**Supplied records**.
━━━

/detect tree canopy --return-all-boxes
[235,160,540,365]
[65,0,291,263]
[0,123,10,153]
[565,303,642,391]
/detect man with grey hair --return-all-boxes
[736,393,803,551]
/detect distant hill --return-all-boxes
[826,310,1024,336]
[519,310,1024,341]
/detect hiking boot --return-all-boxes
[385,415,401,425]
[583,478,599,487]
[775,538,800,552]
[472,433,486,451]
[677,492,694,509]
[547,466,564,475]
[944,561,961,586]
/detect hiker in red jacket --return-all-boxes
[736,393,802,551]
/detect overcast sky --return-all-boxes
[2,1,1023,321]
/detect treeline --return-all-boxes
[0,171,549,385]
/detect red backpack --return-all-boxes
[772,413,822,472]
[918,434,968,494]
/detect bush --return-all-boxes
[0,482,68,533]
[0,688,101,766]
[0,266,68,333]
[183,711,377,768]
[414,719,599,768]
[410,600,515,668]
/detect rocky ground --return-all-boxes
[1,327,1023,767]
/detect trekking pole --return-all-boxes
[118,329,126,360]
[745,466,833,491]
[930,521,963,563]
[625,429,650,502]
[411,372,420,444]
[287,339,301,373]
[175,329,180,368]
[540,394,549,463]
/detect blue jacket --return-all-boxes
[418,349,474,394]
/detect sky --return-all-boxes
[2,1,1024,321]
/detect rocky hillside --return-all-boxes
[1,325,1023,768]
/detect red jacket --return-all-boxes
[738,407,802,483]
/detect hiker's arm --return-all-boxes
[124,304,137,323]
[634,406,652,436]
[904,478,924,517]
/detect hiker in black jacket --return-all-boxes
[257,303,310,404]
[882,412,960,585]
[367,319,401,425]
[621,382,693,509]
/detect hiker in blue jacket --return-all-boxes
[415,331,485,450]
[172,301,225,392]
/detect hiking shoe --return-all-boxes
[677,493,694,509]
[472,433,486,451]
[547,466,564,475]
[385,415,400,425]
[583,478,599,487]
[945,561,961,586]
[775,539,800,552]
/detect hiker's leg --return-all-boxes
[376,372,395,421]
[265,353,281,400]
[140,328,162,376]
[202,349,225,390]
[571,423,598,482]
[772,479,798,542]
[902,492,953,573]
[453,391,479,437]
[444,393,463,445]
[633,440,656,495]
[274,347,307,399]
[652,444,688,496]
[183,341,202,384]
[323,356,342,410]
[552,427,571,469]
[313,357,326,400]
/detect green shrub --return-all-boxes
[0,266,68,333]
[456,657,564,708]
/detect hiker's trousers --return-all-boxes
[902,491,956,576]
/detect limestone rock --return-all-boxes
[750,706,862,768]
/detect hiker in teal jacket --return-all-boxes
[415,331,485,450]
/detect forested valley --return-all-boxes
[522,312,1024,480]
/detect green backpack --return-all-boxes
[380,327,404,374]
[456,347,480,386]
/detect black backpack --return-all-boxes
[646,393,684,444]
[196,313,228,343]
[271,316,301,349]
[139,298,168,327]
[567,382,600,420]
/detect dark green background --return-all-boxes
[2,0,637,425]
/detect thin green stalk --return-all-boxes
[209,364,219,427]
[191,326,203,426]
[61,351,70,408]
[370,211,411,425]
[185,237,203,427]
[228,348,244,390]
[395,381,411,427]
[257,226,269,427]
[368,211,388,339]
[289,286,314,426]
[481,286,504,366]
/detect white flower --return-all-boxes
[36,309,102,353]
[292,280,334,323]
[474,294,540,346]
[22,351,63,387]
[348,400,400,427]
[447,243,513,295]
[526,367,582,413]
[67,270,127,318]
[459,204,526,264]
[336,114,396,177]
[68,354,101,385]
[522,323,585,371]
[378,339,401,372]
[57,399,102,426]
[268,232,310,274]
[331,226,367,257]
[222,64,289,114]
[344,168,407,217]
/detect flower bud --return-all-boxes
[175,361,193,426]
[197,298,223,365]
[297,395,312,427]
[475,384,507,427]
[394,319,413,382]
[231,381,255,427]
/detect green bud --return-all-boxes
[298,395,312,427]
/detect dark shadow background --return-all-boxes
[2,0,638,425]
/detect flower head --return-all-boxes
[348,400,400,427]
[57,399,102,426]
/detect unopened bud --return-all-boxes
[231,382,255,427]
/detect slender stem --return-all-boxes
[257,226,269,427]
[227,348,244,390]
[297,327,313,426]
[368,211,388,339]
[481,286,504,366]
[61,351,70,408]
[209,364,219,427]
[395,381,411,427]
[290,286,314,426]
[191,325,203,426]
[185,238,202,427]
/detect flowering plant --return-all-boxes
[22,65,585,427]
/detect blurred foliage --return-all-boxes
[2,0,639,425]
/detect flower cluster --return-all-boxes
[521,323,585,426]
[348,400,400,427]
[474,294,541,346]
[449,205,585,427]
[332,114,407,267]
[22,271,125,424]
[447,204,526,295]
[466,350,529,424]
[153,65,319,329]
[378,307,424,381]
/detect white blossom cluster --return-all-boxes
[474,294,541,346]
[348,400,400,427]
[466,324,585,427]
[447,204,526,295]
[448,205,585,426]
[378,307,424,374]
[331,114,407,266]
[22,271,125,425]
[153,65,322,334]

━━━

**Assigned task**. The whole listing above is to be output exactly.

**Output for this exercise**.
/detect tree canopy --return-all-boxes
[235,160,540,365]
[65,0,291,263]
[0,123,10,153]
[565,303,642,391]
/detect man with grey hair --return-all-boxes
[736,393,803,551]
/detect distant hill --return-all-boxes
[826,310,1024,336]
[519,310,1024,341]
/detect hiking boot --return-all-boxes
[385,415,401,425]
[583,478,599,487]
[775,538,800,552]
[472,433,486,451]
[677,492,694,509]
[547,466,564,475]
[944,561,961,586]
/detect hiker in red jacket --return-all-boxes
[736,393,802,551]
/detect overcast sky --return-all-boxes
[2,1,1023,321]
/detect treeline --return-all-boxes
[0,171,549,385]
/detect red backpack --return-all-boxes
[772,413,822,472]
[918,434,968,494]
/detect bush --return-all-boxes
[0,482,68,533]
[0,688,101,766]
[0,266,68,333]
[183,711,377,768]
[414,719,599,768]
[410,600,515,668]
/detect rocky ground --return-all-boxes
[1,327,1023,767]
/detect trekking pole --return-all-boxes
[118,329,126,360]
[745,466,833,491]
[930,521,963,563]
[625,429,650,502]
[411,372,420,444]
[287,339,301,373]
[175,329,180,368]
[540,394,549,463]
/detect blue jacket --return-all-boxes
[418,349,474,394]
/detect sky --return-all-boxes
[2,1,1024,321]
/detect rocky hillside --return-all-boxes
[1,325,1023,768]
/detect red jacket --return-all-boxes
[738,407,802,483]
/detect hiker's arm --return-all-boxes
[124,304,137,323]
[634,406,652,436]
[904,478,924,517]
/detect hiker in black jacket --return-all-boxes
[257,303,310,404]
[882,412,960,585]
[367,319,401,425]
[621,382,693,509]
/detect hiker in blue jacket --return-all-boxes
[415,331,485,450]
[172,301,225,392]
/detect hiking shoe --return-all-boxes
[677,493,694,509]
[472,433,486,451]
[547,466,564,475]
[385,415,400,425]
[583,478,599,487]
[945,561,961,586]
[775,539,800,552]
/detect hiker's leg --return-all-boxes
[376,372,395,421]
[265,353,281,400]
[140,328,162,376]
[202,349,225,390]
[571,423,598,482]
[772,479,798,542]
[902,492,953,573]
[453,391,479,437]
[444,393,463,445]
[633,440,656,495]
[274,347,307,399]
[652,444,688,496]
[183,341,202,384]
[323,356,342,410]
[552,427,571,469]
[313,357,326,400]
/detect green shrub --return-all-boxes
[0,266,68,333]
[456,657,564,708]
/detect hiker's trousers --return-all-boxes
[902,491,956,576]
/detect limestone rock --return-all-boxes
[750,706,862,768]
/detect hiker in teal jacket --return-all-boxes
[415,331,485,450]
/detect forested valley --return-all-boxes
[522,312,1024,480]
/detect green backpack --return-all-boxes
[380,327,404,374]
[456,347,480,386]
/detect black backpack --return-all-boxes
[646,393,684,444]
[196,313,228,343]
[271,316,301,349]
[139,298,168,327]
[567,382,600,420]
/detect dark green background --return-all-boxes
[2,0,637,425]
/detect thin green stalk --return-all-boxes
[209,364,219,427]
[191,326,203,426]
[61,351,70,408]
[370,211,411,425]
[185,237,203,427]
[228,348,244,390]
[395,381,411,427]
[257,226,269,427]
[368,211,388,339]
[289,286,314,426]
[481,286,504,366]
/detect white flower --return-all-boxes
[36,309,102,353]
[292,280,334,323]
[474,294,540,346]
[22,351,63,387]
[348,400,400,427]
[447,243,513,295]
[526,367,582,413]
[67,270,127,318]
[459,204,526,264]
[336,114,396,177]
[68,354,101,385]
[522,323,585,371]
[378,339,401,372]
[57,399,102,426]
[268,232,310,274]
[331,226,367,257]
[222,64,289,114]
[344,168,407,217]
/detect flower bud --return-all-boxes
[175,361,193,426]
[197,298,223,365]
[297,395,312,427]
[475,384,507,427]
[394,319,413,382]
[231,381,255,427]
/detect green bud --return-all-boxes
[298,395,312,427]
/detect dark shadow background --return-all-boxes
[2,0,638,425]
/detect flower head --return-all-boxes
[348,400,400,427]
[57,399,102,426]
/detect unopened bud --return-all-boxes
[231,382,255,427]
/detect slender stem --return-all-boxes
[257,226,269,427]
[227,348,244,390]
[297,327,313,426]
[368,211,388,339]
[481,286,504,366]
[61,351,70,408]
[209,364,219,427]
[395,381,411,427]
[290,286,314,426]
[191,325,203,426]
[185,238,202,427]
/detect flowering plant --return-all-boxes
[22,65,585,427]
/detect blurred foliage --return-all-boxes
[2,0,639,425]
/detect flower cluster --return-all-boxes
[521,323,585,426]
[348,400,400,427]
[474,294,541,346]
[449,205,585,427]
[332,114,407,267]
[22,271,125,424]
[447,204,526,295]
[466,350,529,424]
[153,65,319,329]
[378,307,424,381]
/detect white blossom cluster --return-all-boxes
[474,294,541,346]
[348,400,400,427]
[466,324,585,427]
[447,204,526,295]
[448,205,585,426]
[378,307,424,374]
[331,114,407,266]
[22,271,125,425]
[153,65,322,334]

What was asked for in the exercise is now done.